**Things to do:**
[A] Decide whether each of these statements agrees with the post on testing SSDs for data loss on power failure: (i) ten test runs have shown no data loss so far; (ii) the files are copied to the server over SMB; (iii) the two SSDs serve as the zil. For each, answer yes or no and quote the words of the post that decide it.
[B] Write what comes next in the forum post on testing SSDs for data loss on power failure, picking up where it stops.

**Extract:**
* Begin *
Thread: OT (slightly) testing for data loss on an SSD drive due to power failure

OT (slightly) testing for data loss on an SSD drive due to power failure

From
John Rouillard
Date:
Hi all:

I realize this is slightly off topic, but is an issue of concern with
the use of ssd's. We are setting up a storage server under solaris
using ZFS. We have a couple of ssd's 2 x 160GB Intel X25-M MLC SATA
acting as the zil (write journal) and are trying to see if it is safe
to use for a power fail situation.

Our testing (10 runs) hasn't shown any data loss, but I am not sure
our testing has been running long enough and is valid, so I hoped the
people here who have tested an ssd for data loss may have some
guidance.

The testing method is to copy a bunch of files over NFS to the server
with the zil. When the copy is running along, pull the power to the
server. The NFS client will stop and if the client got a message that
block X was written safely to the zil, it will continue writing with
block x+1. After the server comes backup and and the copies
resume/finish the files are checksummed. If block X went missing, the
checksums will fail and we will have our proof.

We are looking at how to max out the writes to the SSD on the theory
that we need to fill the dram buffer on the SSD and get it saturated
enough such that it can't flush data to permanent storage as fast as
the data is coming in. (I.E. make it a writeback with a longer delay
so it's more likely to drop data.)

Does anybody have any comments or testing methodologies that don't
involve using an actual postgres instance?

Thanks for your help.
* End *
**Source material:**
* Begin *
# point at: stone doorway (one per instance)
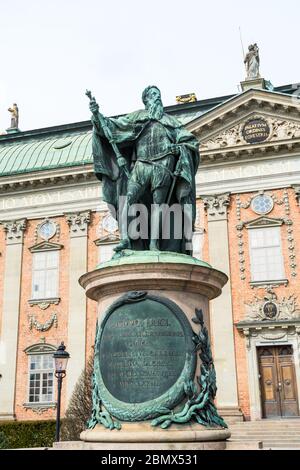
(277, 378)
* End *
**Exercise answers:**
[A]
(i) Yes: "Our testing (10 runs) hasn't shown any data loss"
(ii) No: "copy a bunch of files over NFS to the server"
(iii) Yes: "acting as the zil (write journal)"

[B]
--
                -- rouilj

John Rouillard       System Administrator
Renesys Corporation  603-244-9084 (cell)  603-643-9300 x 111

On 04/22/2011 10:04 AM, John Rouillard wrote:
> We have a couple of ssd's 2 x 160GB Intel X25-M MLC SATA
> acting as the zil (write journal) and are trying to see if it is safe
> to use for a power fail situation.
>

Well, the quick answer is "no".  I've lost several weekends of my life
to recovering information from database stored on those drivers, after
they were corrupted in a crash.

> The testing method is to copy a bunch of files over NFS to the server
> with the zil. When the copy is running along, pull the power to the
> server. The NFS client will stop and if the client got a message that
> block X was written safely to the zil, it will continue writing with
> block x+1. After the server comes backup and and the copies
> resume/finish the files are checksummed. If block X went missing, the
> checksums will fail and we will have our proof.
>

Interestingly, you have reinvented parts of the standard script for
testing for data loss, diskchecker.pl:
http://brad.livejournal.com/2116715.html

You can get a few thousand commits per second using that program, which
is enough to fill the drive buffer such that a power pull should
sometimes lose something.  I don't think you can do a proper test here
using NFS; you really need something that is executing fsync calls
directly in the same pattern a database server will.

ZFS is more resilient than most filesystem as far as avoiding file
corruption in this case.  But you should still be able to find some
missing transactions that are sitting in the drive cache.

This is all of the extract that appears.